KABUL, 23 July 2003 — Two US troops and one Afghan soldier were injured when their vehicle rolled over in central Afghanistan’s Bamiyan province, a US military spokesman said yesterday. “Two coalition soldiers and one Afghan National Army soldier from the Bamiyan reconstruction team were injured when the non-tactical vehicle they were driving rolled over southeast of Punjab (district) last night (Monday),” US Col. Rodney Davis told reporters at Bagram Air Base, 50 kilometers north of Kabul.
The wounded soldiers were evacuated to Kabul for treatment and were in stable condition, he said, adding the accident was not the result of hostile action. The Americans were attached to a local Provincial Reconstruction Team in Bamiyan.
PRTs are part of a US-led civil-military project intended to help with reconstruction, improve security and extend the influence of President Hamid Karzai’s government behind the capital Kabul. New Zealand announced earlier this month that it would send around 100 troops to take over the US-run PRT in Bamiyan, famed for the ancient Buddha statues which were destroyed by the Taleban.
An improvised bomb exploded near a Dutch peacekeeping patrol on the outskirts of the Afghan capital a few hours before another bomb was found in a central shopping street frequented by foreigners, peacekeepers said yesterday. A Dutch soldier with the International Security Assistance Force was slightly wounded with a cut to his forehead in the explosion on the southeastern outskirts of Kabul on Monday morning, ISAF spokeswoman Maj. Sarah Wood said.
An ISAF statement said it was a deliberate attack almost identical to one in March that wounded another Dutch peacekeeper and killed his interpreter. The bomb in that attack was hidden at the edge of a road and detonated by remote control. A US Embassy advisory said as many as seven improvised explosive devices had been found in Kabul in the past 36 hours.
But Sarah said she was aware of only three suspect incidents and police also questioned the US report, which restricted embassy employees to essential travel. Security forces defused a bomb found on Monday afternoon in Chicken Street, a popular shopping area for foreigners, including peacekeepers and troops from a US-led coalition battling remnants of the former Taleban regime and the Al-Qaeda network.
Kabul has been the scene of a series of bloody attacks since the overthrow of the Taleban in late 2001, which have killed both civilians and foreign peacekeepers. On Monday, the US military said Taleban fighters had stepped up attacks in southern provinces, with nine coalition soldiers wounded and up to 24 Taleban killed since Friday.
Security remains a major problem in much of Afghanistan as Karzai’s government attempts to extend its authority to the provinces where powerful provincial governors and warlords still largely hold sway.
Afghan Defense Minister Mohammad Qasim Fahim, meanwhile, is to visit neighboring Tajikistan this week to discuss bilateral cooperation and improved border security, the Afghan Embassy in Dushanbe said yesterday. Fahim is to spend two days in the Tajik capital Dushanbe from tomorrow, during which he will meet President Emomali Rakhmonov and the defense, foreign and interior ministers, Afghan Ambassador Mukhamaddovud Pandsheri told AFP.
.....
▶ _ACTIVITY LIST_
(1) Using the news report, answer these:
(a) Where were the soldiers hurt in the vehicle rollover taken for treatment?
(b) Which country said it would send around 100 troops to take over the PRT in Bamiyan?
(c) How many days is Fahim to spend in Dushanbe?
(2) Print the stretch of the news report from "Afghan Defense Minister" through "Pandsheri told AFP.".
The entries after this report aren't needed.
.....
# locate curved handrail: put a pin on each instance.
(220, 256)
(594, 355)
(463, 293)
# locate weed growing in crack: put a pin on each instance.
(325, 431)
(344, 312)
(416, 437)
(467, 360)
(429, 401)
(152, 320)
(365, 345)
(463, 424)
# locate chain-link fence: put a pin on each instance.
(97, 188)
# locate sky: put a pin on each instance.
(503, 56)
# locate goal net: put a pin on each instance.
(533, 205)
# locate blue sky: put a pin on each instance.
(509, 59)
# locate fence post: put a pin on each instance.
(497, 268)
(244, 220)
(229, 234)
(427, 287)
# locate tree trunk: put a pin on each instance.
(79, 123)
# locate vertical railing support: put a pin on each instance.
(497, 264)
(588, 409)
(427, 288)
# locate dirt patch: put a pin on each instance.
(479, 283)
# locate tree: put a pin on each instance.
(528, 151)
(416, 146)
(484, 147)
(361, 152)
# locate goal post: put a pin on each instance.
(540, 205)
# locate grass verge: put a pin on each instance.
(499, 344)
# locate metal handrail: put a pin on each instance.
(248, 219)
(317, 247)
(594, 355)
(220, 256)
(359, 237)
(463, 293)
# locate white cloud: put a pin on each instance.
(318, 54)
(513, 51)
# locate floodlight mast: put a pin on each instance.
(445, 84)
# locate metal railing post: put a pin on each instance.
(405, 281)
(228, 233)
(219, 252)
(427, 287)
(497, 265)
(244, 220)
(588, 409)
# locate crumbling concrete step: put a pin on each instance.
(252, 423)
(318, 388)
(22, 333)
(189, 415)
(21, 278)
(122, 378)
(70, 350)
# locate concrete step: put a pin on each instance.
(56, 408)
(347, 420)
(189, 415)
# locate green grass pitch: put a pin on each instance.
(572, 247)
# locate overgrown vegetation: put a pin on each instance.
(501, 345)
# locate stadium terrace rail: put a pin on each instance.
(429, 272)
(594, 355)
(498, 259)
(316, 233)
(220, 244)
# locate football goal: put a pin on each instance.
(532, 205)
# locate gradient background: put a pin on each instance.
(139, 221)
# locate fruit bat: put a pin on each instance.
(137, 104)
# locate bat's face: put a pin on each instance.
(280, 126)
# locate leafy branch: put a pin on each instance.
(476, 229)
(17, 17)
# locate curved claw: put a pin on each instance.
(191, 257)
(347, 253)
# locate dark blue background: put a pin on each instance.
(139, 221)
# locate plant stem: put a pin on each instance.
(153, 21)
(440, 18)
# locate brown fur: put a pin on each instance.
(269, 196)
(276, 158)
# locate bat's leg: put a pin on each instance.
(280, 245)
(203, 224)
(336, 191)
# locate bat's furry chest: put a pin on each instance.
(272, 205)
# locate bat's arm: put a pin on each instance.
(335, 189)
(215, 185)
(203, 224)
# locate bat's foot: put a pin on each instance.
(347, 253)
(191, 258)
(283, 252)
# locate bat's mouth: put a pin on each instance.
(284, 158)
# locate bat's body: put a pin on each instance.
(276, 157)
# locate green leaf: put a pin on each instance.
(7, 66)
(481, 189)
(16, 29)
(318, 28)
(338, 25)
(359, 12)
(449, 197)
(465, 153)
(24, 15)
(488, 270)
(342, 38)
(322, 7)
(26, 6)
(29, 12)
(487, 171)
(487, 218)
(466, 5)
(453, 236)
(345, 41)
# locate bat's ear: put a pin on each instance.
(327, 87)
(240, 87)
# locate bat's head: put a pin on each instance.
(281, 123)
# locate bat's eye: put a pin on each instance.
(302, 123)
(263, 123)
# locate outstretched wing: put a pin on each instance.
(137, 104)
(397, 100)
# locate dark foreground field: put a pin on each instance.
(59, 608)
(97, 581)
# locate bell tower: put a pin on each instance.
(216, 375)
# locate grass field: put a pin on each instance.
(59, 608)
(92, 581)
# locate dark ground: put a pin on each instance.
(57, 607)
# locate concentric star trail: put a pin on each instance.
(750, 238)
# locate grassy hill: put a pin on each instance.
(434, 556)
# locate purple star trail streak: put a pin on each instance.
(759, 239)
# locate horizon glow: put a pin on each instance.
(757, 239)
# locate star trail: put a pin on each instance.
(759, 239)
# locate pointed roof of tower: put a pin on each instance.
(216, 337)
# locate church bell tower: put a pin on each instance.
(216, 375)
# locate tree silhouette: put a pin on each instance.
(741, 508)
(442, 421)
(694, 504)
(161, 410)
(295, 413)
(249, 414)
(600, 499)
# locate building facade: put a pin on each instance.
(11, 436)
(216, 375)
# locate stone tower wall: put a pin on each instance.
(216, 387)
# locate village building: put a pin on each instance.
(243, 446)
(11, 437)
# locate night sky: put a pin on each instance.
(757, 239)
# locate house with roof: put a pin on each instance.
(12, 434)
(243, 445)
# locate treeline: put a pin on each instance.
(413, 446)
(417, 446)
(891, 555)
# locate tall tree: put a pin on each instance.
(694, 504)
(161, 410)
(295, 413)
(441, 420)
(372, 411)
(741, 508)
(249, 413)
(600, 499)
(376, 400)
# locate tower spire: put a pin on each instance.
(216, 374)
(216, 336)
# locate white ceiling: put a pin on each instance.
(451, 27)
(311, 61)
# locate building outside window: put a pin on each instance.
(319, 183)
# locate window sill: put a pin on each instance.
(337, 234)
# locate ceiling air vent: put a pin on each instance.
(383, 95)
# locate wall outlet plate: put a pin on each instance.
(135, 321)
.....
▶ _ANSWERS FOR EACH ITEM_
(1)
(a) Kabul
(b) New Zealand
(c) Two days

(2)
Afghan Defense Minister Mohammad Qasim Fahim, meanwhile, is to visit neighboring Tajikistan this week to discuss bilateral cooperation and improved border security, the Afghan Embassy in Dushanbe said yesterday. Fahim is to spend two days in the Tajik capital Dushanbe from tomorrow, during which he will meet President Emomali Rakhmonov and the defense, foreign and interior ministers, Afghan Ambassador Mukhamaddovud Pandsheri told AFP.